[Requirement]
All lines from the one containing "Could you please spot the wildflower" through the end of the entries below should appear in the answer exactly, with no others.

[Records from a data source]
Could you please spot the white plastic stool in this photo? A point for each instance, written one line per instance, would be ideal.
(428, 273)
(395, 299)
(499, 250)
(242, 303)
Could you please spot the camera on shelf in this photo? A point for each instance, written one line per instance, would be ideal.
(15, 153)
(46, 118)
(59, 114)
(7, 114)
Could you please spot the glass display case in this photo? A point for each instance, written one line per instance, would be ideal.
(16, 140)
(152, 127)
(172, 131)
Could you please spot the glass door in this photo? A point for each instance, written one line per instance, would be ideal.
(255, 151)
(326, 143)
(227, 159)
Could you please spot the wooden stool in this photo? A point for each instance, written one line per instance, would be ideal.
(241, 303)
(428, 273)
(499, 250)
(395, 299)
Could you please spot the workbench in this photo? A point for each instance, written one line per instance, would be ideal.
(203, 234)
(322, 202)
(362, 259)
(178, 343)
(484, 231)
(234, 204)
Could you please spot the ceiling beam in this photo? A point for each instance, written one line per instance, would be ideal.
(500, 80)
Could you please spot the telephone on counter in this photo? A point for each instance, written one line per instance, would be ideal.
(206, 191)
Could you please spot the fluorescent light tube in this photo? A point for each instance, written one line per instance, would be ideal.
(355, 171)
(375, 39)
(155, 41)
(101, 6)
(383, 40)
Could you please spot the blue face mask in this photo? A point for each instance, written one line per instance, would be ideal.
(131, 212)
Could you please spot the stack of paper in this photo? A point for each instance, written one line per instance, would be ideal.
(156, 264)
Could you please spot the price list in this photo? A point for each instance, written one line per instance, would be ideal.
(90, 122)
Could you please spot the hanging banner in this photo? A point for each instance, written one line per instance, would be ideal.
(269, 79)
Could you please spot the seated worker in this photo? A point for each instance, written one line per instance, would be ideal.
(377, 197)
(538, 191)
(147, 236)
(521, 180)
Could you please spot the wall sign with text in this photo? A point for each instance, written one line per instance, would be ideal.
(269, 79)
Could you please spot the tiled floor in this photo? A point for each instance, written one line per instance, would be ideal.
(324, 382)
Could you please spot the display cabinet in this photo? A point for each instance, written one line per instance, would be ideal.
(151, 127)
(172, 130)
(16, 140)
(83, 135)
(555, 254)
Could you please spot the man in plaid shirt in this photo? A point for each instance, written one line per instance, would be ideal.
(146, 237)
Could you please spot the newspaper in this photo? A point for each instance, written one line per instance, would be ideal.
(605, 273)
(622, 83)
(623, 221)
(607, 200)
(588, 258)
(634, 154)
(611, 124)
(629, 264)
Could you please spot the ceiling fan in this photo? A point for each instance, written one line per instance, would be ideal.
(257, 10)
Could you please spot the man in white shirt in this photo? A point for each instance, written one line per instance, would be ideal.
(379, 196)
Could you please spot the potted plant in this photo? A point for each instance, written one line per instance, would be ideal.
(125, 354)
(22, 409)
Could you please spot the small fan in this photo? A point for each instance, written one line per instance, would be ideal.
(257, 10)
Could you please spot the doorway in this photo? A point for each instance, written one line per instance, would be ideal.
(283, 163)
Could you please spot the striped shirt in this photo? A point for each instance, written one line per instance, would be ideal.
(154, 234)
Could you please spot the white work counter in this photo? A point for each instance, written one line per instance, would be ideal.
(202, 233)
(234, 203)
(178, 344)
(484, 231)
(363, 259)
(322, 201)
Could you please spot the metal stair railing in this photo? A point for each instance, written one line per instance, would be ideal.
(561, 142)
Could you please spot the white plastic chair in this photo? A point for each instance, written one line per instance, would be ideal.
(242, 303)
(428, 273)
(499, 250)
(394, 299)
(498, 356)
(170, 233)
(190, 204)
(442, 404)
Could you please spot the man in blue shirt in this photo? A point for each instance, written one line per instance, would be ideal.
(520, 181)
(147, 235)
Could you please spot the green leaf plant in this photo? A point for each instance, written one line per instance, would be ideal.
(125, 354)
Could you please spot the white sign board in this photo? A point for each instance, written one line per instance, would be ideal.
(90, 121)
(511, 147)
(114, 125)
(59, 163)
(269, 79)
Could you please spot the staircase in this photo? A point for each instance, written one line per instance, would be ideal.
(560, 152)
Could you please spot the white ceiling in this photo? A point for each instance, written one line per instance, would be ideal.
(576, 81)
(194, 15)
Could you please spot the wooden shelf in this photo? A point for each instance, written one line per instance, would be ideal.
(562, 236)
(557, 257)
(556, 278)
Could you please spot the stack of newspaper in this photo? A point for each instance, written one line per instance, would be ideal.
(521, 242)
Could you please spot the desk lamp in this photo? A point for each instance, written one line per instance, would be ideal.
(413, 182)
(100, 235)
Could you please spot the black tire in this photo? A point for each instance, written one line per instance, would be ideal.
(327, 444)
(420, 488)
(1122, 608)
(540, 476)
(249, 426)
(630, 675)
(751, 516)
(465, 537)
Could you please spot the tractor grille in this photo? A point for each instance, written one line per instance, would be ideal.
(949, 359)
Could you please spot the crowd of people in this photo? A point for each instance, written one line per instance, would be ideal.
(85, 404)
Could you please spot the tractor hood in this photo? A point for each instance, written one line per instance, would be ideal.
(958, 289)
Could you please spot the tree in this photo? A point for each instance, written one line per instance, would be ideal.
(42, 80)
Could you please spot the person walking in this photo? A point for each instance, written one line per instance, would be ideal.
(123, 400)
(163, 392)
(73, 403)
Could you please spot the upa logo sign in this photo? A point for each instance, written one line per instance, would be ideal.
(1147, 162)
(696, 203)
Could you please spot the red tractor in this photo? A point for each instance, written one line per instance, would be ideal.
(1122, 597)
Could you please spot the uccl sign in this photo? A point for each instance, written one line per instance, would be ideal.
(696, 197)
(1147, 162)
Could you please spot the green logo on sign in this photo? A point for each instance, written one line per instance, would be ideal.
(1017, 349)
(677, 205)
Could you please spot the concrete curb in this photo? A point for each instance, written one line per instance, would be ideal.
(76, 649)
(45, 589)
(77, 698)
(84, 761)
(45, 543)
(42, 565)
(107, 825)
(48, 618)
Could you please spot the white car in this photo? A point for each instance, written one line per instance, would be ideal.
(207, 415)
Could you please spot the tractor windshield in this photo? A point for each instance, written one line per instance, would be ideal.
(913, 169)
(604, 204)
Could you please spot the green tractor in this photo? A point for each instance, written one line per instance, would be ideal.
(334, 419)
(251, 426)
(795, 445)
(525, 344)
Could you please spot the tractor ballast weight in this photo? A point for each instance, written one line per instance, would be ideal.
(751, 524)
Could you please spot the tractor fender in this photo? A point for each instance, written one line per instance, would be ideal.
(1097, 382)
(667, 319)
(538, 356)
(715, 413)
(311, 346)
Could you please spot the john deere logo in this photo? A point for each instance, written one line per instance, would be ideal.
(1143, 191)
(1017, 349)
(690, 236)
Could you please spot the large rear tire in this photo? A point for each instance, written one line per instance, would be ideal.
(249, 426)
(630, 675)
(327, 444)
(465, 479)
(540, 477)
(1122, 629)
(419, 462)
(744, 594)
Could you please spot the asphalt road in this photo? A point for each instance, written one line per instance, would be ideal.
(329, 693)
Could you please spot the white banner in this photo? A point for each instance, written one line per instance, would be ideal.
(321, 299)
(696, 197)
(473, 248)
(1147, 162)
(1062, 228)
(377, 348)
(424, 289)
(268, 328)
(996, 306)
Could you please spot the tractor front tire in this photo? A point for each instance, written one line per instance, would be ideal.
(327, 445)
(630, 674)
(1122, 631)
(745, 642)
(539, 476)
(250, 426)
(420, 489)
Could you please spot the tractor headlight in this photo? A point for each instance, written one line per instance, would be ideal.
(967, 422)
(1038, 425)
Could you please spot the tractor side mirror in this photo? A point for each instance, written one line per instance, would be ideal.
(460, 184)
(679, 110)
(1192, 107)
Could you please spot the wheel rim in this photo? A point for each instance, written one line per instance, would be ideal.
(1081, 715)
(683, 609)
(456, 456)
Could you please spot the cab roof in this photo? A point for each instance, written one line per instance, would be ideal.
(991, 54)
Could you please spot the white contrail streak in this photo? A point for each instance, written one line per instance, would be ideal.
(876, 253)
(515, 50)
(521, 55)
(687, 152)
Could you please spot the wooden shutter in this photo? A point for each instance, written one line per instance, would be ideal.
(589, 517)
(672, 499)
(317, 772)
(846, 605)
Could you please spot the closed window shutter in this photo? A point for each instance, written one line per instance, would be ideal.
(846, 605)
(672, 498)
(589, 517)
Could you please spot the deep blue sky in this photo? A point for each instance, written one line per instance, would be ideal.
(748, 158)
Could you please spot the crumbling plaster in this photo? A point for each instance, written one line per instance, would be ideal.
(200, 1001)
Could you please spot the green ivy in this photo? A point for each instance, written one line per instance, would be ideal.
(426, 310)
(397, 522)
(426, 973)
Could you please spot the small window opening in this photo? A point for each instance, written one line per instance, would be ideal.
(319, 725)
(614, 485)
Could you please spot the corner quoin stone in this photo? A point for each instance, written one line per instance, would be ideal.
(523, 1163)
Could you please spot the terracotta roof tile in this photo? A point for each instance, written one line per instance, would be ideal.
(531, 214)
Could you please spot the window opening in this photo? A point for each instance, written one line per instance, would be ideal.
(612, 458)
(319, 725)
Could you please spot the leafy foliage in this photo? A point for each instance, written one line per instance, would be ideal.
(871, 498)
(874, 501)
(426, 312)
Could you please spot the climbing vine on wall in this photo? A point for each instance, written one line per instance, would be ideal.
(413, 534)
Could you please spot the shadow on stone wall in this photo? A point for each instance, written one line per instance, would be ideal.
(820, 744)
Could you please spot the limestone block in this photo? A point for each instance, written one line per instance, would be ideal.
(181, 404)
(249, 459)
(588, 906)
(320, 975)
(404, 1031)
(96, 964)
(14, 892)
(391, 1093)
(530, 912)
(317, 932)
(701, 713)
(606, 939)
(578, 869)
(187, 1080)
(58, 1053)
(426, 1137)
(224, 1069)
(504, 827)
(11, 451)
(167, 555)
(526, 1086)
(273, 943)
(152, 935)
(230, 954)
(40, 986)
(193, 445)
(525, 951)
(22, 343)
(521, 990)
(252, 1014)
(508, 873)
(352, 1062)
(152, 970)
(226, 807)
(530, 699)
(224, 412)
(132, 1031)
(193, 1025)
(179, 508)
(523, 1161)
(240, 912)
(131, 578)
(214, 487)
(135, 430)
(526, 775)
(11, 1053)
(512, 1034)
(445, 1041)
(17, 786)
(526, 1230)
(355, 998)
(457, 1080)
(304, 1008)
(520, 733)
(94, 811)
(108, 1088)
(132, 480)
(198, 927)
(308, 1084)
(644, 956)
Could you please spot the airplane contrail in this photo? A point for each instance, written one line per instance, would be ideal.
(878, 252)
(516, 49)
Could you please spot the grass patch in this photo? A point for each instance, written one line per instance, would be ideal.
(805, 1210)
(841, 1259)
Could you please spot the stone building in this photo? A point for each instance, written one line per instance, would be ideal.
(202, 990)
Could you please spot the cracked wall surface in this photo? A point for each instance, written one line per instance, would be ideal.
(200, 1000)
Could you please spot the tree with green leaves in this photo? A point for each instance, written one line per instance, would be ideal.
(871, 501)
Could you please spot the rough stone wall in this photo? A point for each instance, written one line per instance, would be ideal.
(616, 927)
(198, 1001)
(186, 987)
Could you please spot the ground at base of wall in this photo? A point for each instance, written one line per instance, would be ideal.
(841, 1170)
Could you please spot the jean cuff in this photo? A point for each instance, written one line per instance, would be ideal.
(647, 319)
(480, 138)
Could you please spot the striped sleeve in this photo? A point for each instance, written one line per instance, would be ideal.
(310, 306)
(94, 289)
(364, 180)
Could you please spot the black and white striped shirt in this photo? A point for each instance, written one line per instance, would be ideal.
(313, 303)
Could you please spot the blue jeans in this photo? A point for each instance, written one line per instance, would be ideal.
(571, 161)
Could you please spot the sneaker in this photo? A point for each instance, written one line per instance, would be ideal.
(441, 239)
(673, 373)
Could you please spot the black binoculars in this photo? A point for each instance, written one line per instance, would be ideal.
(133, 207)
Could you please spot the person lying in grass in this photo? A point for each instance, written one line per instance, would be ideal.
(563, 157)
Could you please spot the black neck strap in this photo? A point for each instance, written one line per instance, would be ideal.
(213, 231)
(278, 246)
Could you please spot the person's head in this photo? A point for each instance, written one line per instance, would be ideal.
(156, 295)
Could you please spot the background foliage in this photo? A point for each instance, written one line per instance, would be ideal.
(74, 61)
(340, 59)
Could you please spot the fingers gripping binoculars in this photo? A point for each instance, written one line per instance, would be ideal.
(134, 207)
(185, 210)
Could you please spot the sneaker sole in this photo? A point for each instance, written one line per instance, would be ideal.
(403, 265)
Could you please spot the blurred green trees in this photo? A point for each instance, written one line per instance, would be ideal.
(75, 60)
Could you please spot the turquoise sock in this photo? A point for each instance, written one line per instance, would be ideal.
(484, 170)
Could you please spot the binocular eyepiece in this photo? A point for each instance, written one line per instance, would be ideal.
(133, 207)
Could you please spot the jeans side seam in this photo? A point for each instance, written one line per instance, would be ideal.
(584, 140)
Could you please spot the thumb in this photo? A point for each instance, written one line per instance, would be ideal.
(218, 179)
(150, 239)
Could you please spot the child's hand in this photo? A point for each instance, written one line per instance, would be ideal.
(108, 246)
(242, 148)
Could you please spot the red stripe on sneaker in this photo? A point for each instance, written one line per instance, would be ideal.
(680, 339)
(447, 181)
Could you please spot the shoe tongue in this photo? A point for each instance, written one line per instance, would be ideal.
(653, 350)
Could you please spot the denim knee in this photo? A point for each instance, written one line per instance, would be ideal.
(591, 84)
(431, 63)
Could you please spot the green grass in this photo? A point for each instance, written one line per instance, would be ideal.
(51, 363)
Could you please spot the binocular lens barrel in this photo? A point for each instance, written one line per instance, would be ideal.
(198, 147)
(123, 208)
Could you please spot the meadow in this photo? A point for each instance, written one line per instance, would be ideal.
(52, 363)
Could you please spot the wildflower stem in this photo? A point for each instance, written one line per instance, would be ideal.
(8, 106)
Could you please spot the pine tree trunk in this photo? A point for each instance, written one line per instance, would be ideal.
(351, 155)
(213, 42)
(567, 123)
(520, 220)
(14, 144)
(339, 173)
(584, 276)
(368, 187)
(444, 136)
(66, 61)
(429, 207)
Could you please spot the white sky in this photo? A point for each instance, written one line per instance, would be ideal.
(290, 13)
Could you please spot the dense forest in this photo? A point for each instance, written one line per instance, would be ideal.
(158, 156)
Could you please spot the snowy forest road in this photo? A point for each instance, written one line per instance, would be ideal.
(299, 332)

[Answer for this exercise]
Could you please spot the wildflower stem in this photo? A point for each instance, written one line per instance, would be ideal.
(8, 106)
Could you please spot the pine tree trunk in this photo? A point for each instance, written one line per instance, would be ideal.
(351, 155)
(213, 42)
(567, 123)
(520, 220)
(14, 144)
(339, 173)
(584, 276)
(368, 187)
(444, 136)
(66, 61)
(429, 207)
Could you please spot the white sky in this photo? A point for each instance, written one line per instance, would be ideal.
(290, 13)
Could you please spot the dense forest in this photo? A point for each instance, written one line per instance, would be ideal.
(158, 156)
Could you please spot the snowy forest road in this photo? A point for each instance, written one line per instance, would be ideal.
(299, 332)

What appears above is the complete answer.